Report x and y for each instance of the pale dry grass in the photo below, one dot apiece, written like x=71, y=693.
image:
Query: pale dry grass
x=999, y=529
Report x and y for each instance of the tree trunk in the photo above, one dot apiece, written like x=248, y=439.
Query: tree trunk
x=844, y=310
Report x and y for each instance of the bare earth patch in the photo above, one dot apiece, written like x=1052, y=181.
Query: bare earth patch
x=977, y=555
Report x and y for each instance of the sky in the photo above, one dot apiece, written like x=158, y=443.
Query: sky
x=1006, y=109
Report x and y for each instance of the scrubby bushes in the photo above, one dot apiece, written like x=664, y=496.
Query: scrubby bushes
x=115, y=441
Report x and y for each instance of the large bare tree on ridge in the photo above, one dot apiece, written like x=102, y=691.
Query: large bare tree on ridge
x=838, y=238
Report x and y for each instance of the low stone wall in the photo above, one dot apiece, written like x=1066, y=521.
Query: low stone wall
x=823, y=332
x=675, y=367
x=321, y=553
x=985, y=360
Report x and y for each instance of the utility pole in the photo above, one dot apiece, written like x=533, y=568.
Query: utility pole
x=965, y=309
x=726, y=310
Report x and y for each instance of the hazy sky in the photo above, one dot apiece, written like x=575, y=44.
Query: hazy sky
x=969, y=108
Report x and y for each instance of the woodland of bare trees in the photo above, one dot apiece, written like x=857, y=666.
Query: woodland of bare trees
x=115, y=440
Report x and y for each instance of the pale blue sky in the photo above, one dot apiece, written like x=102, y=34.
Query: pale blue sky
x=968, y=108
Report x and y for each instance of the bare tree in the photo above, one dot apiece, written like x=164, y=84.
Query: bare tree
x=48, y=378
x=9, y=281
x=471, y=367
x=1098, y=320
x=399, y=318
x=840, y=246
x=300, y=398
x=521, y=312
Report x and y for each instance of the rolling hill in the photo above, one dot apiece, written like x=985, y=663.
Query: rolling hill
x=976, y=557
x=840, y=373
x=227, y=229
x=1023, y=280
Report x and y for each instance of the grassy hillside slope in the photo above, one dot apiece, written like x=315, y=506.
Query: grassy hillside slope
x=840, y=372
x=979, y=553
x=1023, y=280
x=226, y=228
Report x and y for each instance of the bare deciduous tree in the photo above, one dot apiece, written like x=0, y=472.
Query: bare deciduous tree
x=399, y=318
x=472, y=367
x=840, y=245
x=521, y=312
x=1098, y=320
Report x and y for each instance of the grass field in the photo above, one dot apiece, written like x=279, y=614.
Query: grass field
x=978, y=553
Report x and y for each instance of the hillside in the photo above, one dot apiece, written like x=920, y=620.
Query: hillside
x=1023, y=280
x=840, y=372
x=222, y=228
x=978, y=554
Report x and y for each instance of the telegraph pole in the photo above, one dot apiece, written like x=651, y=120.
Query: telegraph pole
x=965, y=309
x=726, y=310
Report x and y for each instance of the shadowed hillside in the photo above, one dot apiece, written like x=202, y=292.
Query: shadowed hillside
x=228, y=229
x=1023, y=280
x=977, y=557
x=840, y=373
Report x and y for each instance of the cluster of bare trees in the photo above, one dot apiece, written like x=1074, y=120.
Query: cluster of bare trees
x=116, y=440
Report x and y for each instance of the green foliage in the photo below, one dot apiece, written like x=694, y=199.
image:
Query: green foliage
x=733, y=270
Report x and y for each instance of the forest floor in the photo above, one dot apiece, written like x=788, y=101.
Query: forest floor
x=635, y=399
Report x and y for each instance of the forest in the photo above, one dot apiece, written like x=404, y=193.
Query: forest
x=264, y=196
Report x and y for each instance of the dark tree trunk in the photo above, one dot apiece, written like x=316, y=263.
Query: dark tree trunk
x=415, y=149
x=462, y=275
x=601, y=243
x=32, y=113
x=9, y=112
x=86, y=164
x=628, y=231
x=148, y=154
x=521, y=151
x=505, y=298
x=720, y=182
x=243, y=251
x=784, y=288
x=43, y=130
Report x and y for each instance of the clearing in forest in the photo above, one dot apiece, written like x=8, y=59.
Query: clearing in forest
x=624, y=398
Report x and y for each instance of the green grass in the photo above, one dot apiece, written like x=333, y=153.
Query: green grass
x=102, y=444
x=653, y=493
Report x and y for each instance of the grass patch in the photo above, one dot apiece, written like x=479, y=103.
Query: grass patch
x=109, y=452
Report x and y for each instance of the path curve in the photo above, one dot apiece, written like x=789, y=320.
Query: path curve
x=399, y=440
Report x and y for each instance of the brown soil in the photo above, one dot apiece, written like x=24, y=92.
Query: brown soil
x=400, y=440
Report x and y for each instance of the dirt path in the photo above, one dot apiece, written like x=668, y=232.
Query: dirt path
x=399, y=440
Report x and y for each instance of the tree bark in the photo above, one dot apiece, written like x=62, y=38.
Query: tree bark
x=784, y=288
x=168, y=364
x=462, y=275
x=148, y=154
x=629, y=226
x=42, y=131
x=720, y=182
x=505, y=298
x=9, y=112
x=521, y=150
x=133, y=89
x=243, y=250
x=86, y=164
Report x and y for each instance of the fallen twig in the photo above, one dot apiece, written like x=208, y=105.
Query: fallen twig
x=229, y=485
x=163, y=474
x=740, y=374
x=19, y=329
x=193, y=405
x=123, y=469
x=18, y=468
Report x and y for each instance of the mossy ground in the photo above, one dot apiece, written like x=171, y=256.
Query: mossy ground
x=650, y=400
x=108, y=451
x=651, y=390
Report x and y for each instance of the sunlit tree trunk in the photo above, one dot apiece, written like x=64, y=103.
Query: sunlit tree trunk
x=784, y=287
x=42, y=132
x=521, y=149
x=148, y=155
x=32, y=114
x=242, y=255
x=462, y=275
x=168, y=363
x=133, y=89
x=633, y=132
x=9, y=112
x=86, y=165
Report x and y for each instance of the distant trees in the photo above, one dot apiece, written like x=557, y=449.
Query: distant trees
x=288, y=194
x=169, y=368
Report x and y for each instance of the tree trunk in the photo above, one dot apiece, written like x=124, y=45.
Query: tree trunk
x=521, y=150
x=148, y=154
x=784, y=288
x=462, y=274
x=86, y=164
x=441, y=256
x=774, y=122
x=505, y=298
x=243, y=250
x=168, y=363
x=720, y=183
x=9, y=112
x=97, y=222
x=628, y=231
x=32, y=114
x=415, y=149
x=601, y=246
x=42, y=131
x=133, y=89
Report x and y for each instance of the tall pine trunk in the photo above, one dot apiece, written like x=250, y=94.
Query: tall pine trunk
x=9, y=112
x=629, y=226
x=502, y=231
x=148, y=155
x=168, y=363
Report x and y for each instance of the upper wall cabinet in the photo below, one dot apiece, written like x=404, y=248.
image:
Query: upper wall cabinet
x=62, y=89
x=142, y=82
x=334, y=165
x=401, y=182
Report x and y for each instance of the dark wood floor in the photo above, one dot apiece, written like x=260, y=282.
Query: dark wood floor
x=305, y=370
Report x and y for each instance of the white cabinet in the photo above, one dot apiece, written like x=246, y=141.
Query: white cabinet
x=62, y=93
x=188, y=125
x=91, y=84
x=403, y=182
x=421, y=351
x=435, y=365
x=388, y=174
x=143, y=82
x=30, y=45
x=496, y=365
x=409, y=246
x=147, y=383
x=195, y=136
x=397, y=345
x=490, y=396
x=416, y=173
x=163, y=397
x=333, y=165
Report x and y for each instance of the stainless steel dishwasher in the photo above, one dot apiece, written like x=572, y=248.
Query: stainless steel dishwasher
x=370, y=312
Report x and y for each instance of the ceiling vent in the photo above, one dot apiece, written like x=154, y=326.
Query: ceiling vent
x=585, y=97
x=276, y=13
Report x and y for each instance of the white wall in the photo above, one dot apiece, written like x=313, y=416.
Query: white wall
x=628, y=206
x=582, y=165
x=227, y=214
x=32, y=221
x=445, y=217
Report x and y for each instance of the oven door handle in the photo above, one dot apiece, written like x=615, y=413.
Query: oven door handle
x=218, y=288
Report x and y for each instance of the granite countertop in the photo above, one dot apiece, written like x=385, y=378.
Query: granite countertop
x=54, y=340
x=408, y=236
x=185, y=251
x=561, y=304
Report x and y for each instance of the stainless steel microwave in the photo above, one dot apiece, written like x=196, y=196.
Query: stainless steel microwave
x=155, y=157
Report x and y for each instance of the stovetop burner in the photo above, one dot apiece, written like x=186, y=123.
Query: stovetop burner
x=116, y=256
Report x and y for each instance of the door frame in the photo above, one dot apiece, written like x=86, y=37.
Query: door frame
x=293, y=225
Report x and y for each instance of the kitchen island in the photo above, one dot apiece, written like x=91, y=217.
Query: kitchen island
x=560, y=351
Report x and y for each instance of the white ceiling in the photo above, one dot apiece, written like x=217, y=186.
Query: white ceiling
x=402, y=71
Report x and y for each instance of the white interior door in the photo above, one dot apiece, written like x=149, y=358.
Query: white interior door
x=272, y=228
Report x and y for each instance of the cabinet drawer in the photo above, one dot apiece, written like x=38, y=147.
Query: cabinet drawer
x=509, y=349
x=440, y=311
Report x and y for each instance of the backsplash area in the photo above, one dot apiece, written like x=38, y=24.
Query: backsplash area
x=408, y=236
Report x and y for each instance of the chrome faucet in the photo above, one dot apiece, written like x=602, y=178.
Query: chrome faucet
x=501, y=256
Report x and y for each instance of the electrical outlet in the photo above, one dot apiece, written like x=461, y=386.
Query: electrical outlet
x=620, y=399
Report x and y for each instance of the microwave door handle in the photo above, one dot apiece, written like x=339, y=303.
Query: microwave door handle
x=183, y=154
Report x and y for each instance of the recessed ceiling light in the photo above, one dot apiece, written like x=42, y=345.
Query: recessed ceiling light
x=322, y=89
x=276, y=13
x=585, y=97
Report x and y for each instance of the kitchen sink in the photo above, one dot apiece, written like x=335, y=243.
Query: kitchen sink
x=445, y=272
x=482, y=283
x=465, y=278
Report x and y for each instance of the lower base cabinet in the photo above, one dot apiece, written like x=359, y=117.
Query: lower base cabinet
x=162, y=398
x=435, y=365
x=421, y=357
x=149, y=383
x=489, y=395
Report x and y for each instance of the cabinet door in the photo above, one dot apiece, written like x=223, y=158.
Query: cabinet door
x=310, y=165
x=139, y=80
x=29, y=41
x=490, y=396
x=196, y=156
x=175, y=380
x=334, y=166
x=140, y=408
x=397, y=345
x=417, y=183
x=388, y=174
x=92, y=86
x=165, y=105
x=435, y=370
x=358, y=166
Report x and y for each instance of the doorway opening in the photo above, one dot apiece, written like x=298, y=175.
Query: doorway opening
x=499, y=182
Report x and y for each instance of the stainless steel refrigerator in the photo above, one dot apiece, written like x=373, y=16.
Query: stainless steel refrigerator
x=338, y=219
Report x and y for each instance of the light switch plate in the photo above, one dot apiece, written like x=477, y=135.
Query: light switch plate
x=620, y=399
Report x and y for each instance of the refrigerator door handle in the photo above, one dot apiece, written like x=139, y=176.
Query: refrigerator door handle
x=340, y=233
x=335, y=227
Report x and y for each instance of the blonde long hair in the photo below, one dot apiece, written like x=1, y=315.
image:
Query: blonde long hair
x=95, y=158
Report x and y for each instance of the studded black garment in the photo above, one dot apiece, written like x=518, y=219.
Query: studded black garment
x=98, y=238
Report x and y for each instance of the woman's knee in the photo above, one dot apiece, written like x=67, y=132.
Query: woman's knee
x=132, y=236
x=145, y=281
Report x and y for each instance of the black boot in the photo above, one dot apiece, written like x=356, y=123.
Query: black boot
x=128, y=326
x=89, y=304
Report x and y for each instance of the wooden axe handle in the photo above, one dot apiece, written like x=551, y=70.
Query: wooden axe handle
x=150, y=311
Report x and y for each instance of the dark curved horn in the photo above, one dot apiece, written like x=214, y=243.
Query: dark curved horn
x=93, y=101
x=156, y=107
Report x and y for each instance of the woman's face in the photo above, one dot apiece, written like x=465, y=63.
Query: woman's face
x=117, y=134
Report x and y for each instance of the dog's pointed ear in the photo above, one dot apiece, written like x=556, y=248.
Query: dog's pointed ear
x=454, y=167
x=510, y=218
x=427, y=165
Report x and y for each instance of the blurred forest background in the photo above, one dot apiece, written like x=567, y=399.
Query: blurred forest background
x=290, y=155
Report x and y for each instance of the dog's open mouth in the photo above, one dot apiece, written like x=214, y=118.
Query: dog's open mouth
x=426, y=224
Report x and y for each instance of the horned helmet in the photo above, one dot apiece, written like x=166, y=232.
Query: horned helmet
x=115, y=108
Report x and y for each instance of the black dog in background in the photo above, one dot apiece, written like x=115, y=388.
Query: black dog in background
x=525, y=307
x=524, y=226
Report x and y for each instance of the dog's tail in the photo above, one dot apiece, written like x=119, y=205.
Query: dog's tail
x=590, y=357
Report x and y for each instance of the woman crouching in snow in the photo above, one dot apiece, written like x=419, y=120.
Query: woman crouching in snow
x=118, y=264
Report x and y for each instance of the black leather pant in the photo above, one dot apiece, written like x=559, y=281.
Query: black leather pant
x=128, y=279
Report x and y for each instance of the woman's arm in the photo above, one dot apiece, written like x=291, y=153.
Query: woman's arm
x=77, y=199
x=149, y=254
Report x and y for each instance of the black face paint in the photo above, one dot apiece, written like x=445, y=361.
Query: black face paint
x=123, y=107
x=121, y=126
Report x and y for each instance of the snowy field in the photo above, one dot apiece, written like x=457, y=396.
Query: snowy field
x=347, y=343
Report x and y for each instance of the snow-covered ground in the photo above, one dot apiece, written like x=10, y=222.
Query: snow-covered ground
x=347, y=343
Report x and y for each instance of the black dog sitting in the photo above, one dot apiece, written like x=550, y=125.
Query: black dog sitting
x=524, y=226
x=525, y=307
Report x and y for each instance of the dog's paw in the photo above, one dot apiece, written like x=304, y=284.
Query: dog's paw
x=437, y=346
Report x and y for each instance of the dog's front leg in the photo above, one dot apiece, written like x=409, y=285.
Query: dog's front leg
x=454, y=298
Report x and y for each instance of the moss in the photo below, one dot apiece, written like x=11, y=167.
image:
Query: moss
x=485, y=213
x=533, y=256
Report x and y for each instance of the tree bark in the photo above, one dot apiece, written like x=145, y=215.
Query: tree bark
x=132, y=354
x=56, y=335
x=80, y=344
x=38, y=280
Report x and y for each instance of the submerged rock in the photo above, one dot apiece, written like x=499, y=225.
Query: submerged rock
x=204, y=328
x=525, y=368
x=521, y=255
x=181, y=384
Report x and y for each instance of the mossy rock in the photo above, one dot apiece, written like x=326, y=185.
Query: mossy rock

━━━━━━━━━━━━━━━━━━━━

▶ [Instruction] Rewrite everything above from "Report x and y for each instance of the woman's arm" down to "x=181, y=384", both lines included, keeping every line and changing only the x and y coordinates in the answers. Multiply each coordinate by 0.7 and round to a whole number, with halves rounded up.

▶ [Finished answer]
Report x and y for each instance of the woman's arm in the photo above, one dot apiece, written like x=291, y=153.
Query: woman's arm
x=54, y=139
x=104, y=178
Report x and y for each instance of the black face paint in the photo above, one dot apiece, written like x=445, y=361.
Query: black face paint
x=86, y=75
x=85, y=88
Report x and y for each instance of the snowy field in the photo above, one dot apiece, written like x=457, y=396.
Query: snowy field
x=243, y=240
Report x and y for each instance of the snow-covered ground in the photo above, one dot apiece, written like x=10, y=222.
Query: snow-covered ground
x=243, y=240
Report x and y for each instance of the black dog sitting in the photo above, one dot apiece, written like x=550, y=125.
Query: black dog sitting
x=367, y=158
x=368, y=215
Report x and y for each instance of the dog's paw in the photo above, one dot apiece, written like x=304, y=284.
Query: dog's paw
x=306, y=242
Report x and y for each instance of the dog's front leg in the photo above, one dot apiece, written like x=409, y=285.
Query: dog's front leg
x=318, y=209
Report x and y for each instance of the moss in the photo below, one dot apiece, written like x=11, y=167.
image:
Query: moss
x=340, y=149
x=373, y=179
Report x and y for each instance of the tree bark in the photo above, one dot apiece, written like x=145, y=215.
Query: tree bark
x=92, y=248
x=39, y=235
x=56, y=241
x=27, y=196
Report x and y for each instance of the submerged rock in the photo above, one dot apiece, written like x=499, y=225.
Query: submerged rock
x=143, y=230
x=368, y=258
x=365, y=179
x=127, y=269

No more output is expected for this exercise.